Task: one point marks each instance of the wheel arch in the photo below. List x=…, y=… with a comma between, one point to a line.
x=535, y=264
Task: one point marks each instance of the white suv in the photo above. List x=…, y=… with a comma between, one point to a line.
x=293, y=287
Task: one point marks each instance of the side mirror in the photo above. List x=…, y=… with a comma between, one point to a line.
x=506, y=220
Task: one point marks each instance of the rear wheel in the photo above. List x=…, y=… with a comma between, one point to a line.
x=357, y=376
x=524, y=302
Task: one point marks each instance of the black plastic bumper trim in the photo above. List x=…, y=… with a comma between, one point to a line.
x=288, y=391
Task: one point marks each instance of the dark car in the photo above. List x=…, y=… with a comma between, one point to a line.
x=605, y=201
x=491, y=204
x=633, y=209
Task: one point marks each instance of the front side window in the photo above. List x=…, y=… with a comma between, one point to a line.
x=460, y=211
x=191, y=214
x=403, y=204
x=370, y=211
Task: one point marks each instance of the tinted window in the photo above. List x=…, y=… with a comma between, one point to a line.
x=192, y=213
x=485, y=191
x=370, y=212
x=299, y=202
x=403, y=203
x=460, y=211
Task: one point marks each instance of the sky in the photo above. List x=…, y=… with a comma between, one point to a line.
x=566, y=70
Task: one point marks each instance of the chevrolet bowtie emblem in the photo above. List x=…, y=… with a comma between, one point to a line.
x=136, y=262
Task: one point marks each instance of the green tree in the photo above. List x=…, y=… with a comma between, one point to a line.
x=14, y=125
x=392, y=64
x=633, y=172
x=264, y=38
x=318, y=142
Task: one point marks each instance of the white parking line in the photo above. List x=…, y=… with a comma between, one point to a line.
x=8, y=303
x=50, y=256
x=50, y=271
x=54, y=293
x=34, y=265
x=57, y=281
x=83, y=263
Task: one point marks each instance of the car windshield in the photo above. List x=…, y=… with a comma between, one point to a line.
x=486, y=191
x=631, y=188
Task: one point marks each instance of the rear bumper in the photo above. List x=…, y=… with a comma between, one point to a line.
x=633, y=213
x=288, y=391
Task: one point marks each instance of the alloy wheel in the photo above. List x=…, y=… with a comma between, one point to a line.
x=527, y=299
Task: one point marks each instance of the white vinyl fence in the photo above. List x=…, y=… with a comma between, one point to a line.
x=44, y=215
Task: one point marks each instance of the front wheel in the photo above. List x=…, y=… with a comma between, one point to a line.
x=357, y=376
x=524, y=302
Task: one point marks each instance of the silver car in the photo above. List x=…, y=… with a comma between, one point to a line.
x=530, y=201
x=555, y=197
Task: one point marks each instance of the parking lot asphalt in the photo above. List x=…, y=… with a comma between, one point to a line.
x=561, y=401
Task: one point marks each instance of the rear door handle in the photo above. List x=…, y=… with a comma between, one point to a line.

● ● ●

* What this task involves *
Reproduce all of the records above, substituting "one point per line" for every occurrence of "one point to a line" and leaving everything else unchanged.

* In response *
Task: one point marks each instance of the wheel arch in the photo below. List x=…, y=… with a comma between, one point per line.
x=535, y=264
Task: one point marks each instance of the white suv in the photo above. List x=…, y=… with a comma between, one point per line.
x=293, y=287
Task: one point marks each instance of the side mirror in the photo above. List x=…, y=… with a comma between, one point per line.
x=506, y=220
Task: one point marks each instance of the rear wheel in the photo above. List x=…, y=… with a comma between, one point per line.
x=357, y=376
x=524, y=302
Task: one point marks each instance of the black plastic bumper trim in the photo above. List x=…, y=… with a comma between, one point per line.
x=288, y=391
Task: one point marks each instance of the dark car in the photo above. List x=…, y=… with a comma between, one point per line.
x=605, y=201
x=491, y=204
x=633, y=209
Task: one point marks each instance of the front side window in the photo above. List x=…, y=… with a comma between, one point per line.
x=460, y=211
x=191, y=214
x=403, y=204
x=370, y=211
Task: one point marks each instance of the tinted window in the photo above. List x=…, y=… with a comma between, one point per line.
x=192, y=213
x=485, y=191
x=370, y=212
x=299, y=202
x=403, y=203
x=460, y=211
Task: one point marks each instance of the sky in the photo above. List x=…, y=… with a comma between, one point per line.
x=566, y=70
Task: one point marks each instance of the chevrolet bowtie emblem in the photo above. List x=…, y=… with a comma between, one point per line.
x=136, y=262
Task: one point marks each instance of the green tree in the photo above. List x=…, y=… with a comma between, one point per line.
x=14, y=125
x=392, y=64
x=633, y=172
x=264, y=38
x=318, y=142
Task: one point marks each instance of the white parking line in the photo above. List x=…, y=… with a comma between, one point per line.
x=8, y=303
x=50, y=256
x=50, y=271
x=54, y=293
x=34, y=265
x=57, y=281
x=83, y=263
Task: one point marks each instance of the car windshield in the photo above. List x=…, y=… with a comma between, one point per line.
x=486, y=191
x=631, y=188
Task: one point marks each instance of the rear bumper in the photo above. List x=…, y=… with a comma between, one point per line.
x=633, y=213
x=288, y=391
Task: one point marks each instance of the alloy wheel in the photo above. List x=…, y=… with a comma between, one point per line.
x=527, y=299
Task: one point marks each instance of the white vinyl fence in the photo above. List x=…, y=… with a comma between, one point per line.
x=44, y=215
Task: one point marks each instance of the front wheel in the photo above. List x=…, y=… with a comma between, one point per line.
x=357, y=376
x=524, y=302
Task: one point marks each instance of the silver car in the photo above. List x=…, y=… with a comma between, one point per line.
x=530, y=201
x=555, y=197
Task: one point marks each instance of the parking lot asphalt in the photo above. List x=…, y=… with a comma between, one point per line.
x=561, y=401
Task: one point marks each instance of the rear door handle in the photo above. List x=…, y=… with a comma between, one point per line.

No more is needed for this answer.